Return the records below word for word, starting at the line that contains "field --coords pixels" and ending at the line that contains "[[[892,188],[1000,101],[1000,0],[0,0],[0,57],[8,160]]]", both of those lines included.
__________
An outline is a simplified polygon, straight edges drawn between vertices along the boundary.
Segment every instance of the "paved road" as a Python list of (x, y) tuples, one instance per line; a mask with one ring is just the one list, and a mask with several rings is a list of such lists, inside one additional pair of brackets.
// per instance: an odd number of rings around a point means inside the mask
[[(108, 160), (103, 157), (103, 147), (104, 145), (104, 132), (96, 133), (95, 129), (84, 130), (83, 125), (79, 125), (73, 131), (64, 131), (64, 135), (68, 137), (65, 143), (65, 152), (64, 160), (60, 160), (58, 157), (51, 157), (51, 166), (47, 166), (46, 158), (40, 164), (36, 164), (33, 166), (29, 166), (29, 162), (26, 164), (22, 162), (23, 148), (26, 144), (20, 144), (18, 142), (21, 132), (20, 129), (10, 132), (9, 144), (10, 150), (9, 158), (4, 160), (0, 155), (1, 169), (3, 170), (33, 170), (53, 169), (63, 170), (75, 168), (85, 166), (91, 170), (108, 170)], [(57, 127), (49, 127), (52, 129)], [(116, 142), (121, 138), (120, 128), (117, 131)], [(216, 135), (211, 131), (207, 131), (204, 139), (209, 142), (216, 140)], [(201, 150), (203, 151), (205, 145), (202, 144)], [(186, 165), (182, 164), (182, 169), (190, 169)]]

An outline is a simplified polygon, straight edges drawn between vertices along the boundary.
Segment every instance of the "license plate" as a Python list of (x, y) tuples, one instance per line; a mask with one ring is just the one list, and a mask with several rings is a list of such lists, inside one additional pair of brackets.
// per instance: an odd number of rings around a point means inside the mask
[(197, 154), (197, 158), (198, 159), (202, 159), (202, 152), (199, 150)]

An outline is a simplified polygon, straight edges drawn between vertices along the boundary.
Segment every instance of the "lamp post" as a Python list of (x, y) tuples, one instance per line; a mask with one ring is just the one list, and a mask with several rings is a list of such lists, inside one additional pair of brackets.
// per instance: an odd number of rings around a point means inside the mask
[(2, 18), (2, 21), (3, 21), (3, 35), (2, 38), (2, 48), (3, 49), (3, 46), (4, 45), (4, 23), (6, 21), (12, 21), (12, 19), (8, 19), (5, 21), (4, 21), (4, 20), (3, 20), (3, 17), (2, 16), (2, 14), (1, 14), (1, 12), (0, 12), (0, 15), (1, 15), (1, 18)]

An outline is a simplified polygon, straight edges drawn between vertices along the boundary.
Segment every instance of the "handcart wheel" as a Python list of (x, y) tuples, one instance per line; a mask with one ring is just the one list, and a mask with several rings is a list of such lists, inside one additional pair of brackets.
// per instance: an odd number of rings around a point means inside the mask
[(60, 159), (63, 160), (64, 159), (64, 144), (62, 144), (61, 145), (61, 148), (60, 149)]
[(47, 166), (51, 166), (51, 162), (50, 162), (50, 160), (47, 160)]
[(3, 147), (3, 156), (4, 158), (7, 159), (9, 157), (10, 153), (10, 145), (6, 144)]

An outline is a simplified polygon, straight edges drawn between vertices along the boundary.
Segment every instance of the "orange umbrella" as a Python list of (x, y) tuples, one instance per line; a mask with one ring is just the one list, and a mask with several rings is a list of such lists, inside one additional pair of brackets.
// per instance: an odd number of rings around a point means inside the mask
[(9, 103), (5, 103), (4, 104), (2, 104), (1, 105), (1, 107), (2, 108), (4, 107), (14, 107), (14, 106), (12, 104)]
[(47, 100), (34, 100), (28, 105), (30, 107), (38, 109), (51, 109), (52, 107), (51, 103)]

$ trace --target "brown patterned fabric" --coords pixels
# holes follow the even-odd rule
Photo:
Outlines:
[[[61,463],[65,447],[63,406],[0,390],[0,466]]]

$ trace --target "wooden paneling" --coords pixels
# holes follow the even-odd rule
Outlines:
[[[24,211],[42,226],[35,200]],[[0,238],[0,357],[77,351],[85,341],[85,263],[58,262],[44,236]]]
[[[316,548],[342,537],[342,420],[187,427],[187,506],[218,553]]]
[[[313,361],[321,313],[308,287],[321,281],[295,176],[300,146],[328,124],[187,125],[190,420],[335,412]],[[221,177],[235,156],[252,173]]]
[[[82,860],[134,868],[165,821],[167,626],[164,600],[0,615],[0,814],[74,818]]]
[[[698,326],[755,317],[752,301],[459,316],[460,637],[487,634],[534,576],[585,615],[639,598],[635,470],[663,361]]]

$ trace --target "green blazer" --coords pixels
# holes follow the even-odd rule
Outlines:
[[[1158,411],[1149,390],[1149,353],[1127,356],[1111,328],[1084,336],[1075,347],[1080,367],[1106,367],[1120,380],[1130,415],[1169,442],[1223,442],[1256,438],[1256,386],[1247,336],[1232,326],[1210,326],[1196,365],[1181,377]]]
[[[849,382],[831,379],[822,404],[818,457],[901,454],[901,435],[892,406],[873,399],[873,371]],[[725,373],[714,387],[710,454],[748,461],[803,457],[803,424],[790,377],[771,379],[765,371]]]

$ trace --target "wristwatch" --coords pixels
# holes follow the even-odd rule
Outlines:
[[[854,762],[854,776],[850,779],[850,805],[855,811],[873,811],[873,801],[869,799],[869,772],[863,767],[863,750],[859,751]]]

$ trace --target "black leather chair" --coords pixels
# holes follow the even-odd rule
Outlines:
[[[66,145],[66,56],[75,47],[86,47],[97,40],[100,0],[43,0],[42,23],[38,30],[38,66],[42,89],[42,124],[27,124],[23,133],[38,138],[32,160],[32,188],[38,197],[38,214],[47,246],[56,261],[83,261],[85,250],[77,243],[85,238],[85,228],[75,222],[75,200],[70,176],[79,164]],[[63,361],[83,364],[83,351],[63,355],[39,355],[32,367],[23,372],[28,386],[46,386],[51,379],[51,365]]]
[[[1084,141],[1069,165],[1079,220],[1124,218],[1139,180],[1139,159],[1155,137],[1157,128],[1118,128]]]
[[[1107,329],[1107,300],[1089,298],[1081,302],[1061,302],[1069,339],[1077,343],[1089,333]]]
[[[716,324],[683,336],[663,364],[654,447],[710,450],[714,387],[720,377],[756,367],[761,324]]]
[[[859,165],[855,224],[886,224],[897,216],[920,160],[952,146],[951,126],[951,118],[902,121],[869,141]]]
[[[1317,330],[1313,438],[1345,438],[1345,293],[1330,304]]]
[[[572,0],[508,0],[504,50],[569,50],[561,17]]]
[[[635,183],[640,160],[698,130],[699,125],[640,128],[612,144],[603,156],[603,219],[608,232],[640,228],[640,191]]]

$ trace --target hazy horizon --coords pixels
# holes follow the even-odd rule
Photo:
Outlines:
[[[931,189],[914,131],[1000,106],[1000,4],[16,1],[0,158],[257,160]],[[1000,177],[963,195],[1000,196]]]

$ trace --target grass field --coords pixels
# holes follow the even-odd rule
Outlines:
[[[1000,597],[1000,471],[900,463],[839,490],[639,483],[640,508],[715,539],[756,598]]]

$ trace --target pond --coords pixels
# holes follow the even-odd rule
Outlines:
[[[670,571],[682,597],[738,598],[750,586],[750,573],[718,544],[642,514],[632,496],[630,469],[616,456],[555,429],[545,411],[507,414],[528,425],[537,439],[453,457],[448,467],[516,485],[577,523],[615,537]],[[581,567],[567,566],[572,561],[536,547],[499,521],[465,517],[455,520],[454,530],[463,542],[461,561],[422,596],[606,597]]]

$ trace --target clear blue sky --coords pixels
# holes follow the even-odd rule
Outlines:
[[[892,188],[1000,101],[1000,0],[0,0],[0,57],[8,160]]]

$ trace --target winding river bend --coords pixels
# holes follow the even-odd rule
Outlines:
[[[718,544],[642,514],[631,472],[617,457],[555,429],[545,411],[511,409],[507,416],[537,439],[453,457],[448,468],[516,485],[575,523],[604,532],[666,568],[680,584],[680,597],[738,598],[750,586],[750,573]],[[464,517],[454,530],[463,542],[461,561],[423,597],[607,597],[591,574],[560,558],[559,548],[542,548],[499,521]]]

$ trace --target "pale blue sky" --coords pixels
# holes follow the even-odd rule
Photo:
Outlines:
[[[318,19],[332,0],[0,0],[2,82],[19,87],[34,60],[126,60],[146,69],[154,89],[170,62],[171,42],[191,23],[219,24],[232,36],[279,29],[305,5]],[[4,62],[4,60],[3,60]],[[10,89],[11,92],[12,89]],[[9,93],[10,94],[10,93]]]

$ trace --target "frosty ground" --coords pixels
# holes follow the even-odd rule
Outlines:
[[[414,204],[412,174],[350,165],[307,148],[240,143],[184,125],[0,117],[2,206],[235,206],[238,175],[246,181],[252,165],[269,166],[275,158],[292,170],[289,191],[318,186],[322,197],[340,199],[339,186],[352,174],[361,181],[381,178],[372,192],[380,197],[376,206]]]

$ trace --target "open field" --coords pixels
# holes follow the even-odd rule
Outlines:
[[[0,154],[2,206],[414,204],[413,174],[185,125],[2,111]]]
__________
#### EXPECTED ANSWER:
$ trace --target grass field --coords pixels
# holes follow the even-odd rule
Outlines:
[[[1000,597],[1000,471],[900,463],[839,490],[639,483],[640,508],[715,539],[756,598]]]

$ trace --target pond --coords pixels
# holes follow the even-odd rule
Outlines:
[[[670,571],[682,597],[738,598],[750,586],[750,573],[718,544],[642,514],[632,496],[630,469],[616,456],[555,429],[545,411],[507,414],[528,425],[537,439],[453,457],[448,467],[516,485],[577,523],[615,537]],[[581,567],[567,566],[572,561],[536,547],[499,521],[465,517],[455,520],[454,530],[463,542],[461,561],[422,596],[606,597]]]

$ trace --target clear blue sky --coords pixels
# holes follow the even-odd rule
Outlines:
[[[892,188],[1000,101],[1000,0],[0,0],[0,57],[8,160]]]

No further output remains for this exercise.